PROVIDED PASSAGE:
Good advice as always, Leo - I had a pc in for repair last month with an almost identical problem: It had been running for years as the family pc, sitting near the floor, in a house with several cats...
All the vents were totally clogged with hair & dust & the owner (a close friend of mine) had described classic symptoms of overheating
The pc wouldn't boot at all when I hooked it up to power, mouse, keyboard & monitor in my office & I suspected a dead motherboard from the beginning
Because it belonged to a good friend I treated it as a project more than a business transaction, and over the next couple of weeks I tried changing every piece of hardware one after the other, including the motherboard & cpu, with no success!
The Hard drive was fine, by the way, I tested that first :-)
I don't know why I did it, but I think I'd borrowed the usb mouse for another machine & pressed the start button on the problem pc without thinking - Lo & behold it sprang info life!
Well a few more tests confirmed that the (brand new) mouse was faulty: If it was plugged into any usb port, then windows wouldn't start, if I started the pc without the mouse, Windows would start, although I could plug in the mouse afterwards & it would work fine...
Once another new mouse was found the pc booted & ran fine - The lessons I re-learned from this 'project' are: Don't dismiss the basics, Be methodical and change things one at a time, testing after each change, change the cheapest things first!

bill
July 3, 2012 7:48 AM

Don't discount the power supply. It can be partially working and supply power that runs fans but not the motherboard.

If you don't have a spare power supply sitting around, a quick trip and reasonably small charge to a good shop can get you back running faster than testing everything.

Experience is a wonderful diagnostic tool. The tech may be able to tell you shortly after plugging it in what the likely outcome will be.

WORK INSTRUCTIONS:
a) According to the PC repair comments, why shouldn't the power supply be discounted when a computer won't start? Answer in one to three sentences.
b) Continue the comments on troubleshooting a PC that won't boot, starting after their last sentence.

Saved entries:
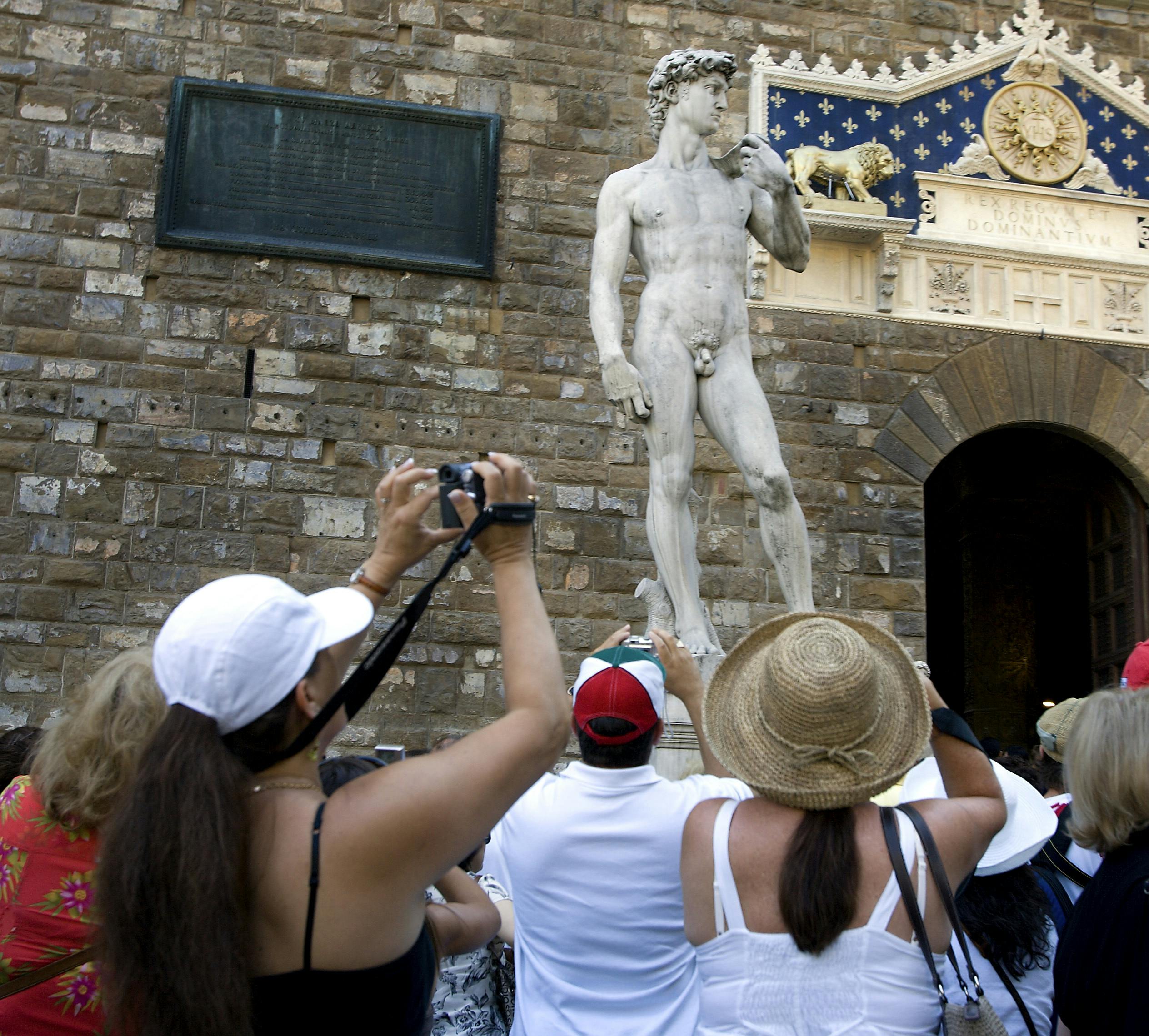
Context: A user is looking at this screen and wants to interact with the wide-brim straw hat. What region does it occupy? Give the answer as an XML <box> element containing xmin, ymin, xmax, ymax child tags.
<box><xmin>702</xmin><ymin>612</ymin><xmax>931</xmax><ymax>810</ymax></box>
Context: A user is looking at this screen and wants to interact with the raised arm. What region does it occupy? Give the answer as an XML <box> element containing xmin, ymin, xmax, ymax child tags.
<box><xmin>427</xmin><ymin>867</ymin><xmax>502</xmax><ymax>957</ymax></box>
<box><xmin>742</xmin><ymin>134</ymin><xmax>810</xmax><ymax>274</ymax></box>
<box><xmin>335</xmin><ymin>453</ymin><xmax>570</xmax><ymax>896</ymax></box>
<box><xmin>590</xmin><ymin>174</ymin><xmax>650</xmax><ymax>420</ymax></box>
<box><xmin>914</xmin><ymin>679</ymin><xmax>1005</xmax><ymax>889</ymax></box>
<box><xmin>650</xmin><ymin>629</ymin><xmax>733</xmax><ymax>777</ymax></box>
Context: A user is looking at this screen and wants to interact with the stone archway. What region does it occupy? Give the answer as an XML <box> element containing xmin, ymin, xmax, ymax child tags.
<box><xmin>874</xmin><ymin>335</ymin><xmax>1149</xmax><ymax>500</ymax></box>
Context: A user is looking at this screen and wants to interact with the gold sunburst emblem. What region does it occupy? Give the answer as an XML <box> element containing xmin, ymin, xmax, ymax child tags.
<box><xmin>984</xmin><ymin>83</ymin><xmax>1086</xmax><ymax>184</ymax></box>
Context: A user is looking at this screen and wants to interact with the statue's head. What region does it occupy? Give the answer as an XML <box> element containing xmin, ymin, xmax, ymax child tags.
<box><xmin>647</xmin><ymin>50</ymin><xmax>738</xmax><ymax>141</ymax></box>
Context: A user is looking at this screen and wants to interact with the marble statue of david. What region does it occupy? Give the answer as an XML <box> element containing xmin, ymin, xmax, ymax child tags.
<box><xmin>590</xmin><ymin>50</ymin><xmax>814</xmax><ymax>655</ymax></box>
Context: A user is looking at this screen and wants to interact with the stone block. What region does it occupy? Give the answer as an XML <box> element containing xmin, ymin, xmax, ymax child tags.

ANSWERS TO THIS EXERCISE:
a) A power supply can be partially working. It may supply enough power to run the fans but not the motherboard.

b)
Esley
July 3, 2012 8:09 AM

Hi Leo, I had an HP desktop for 14 years. I had
a bios battery go out. Went by the computer
store and purchased a new battery. Had to update some drivers. I updated my machine to
windows 7 pro.

Alex Dow
July 3, 2012 12:04 PM

Back around 1990, as PCs started to take over from dumb terminals, I had great difficulty convincing colleagues that both had internal batteries.

Only on opening up the recalcitrant devices and showing the batteries to them, would many accept the fact.

KRS
July 3, 2012 5:29 PM

I did trouble shooting in a big law firm and quickly learned to check the simple things first. Make sure all the cables are firmly connected at both ends -- the power cords, all the USB cables, the monitor cable, the Ethernet cable, the UPS, the the surge protector (and make sure the circuit breaker is closed).

Fred Wortham
July 4, 2012 6:01 PM

This sounds very much like a possible power supply problem; the lights can be on, the fan can be running, but you still might not be getting sufficient power to the CPU (or other components)--it might even just be a loose cable or connector.

The only way I can think of to test it is to buy a tester from Radio Shack, NewEgg.com or somesuch. (Or perhaps borrow one).

Dave Markley
July 5, 2012 7:44 AM

As a rule of thumb, if the HP logo doesn't show when trying to boot, the motherboard is bad. If the logo shows, then the pc can be repaired regardless of the problem (usually).